> TASK INSTRUCTIONS: Could you restate word for word every line of the records below, from the first one to the one holding "Target = snow on ground"?

*** Block opens ***

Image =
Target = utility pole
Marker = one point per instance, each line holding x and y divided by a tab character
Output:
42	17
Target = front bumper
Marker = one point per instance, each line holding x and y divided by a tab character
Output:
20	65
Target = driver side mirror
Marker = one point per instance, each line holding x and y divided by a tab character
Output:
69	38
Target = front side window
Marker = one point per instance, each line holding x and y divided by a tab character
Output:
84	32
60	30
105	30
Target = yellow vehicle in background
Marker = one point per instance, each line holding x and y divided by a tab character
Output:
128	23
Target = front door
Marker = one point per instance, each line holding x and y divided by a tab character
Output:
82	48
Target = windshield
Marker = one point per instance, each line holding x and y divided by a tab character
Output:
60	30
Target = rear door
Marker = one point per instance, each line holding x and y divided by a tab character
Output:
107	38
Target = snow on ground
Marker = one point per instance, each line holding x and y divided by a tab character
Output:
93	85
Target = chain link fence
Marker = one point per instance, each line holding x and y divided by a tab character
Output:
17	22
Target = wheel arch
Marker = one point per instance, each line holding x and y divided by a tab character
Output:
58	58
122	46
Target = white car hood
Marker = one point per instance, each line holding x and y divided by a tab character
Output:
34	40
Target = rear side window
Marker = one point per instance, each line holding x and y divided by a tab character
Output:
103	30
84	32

*** Block closes ***

> SOLUTION BELOW:
Image =
Target = utility pole
Marker = one point per instance, each line holding x and y divided by a tab character
Output:
42	17
Target = front bumper
Marker = one point per instance, each line holding x and y divided by a tab character
Output:
20	65
Target = driver side mirror
Marker = one point per instance, each line holding x and y divided by a tab character
Output:
69	38
Target = front side window
Marker = one point per instance, each line holding x and y divided by a tab character
Output:
84	32
60	30
105	30
Target = yellow vehicle in background
Marker = one point per instance, each line holding x and y divided by a tab character
Output:
128	23
Target = front door
Marker = one point per instance, each line holding x and y divided by a tab character
Output:
82	48
Target = windshield
Marker = one point per instance, each line holding x and y divided by a tab character
Output:
60	30
Target = rear door
Marker = one point per instance, each line holding x and y divided by a tab character
Output:
107	38
Target = snow on ground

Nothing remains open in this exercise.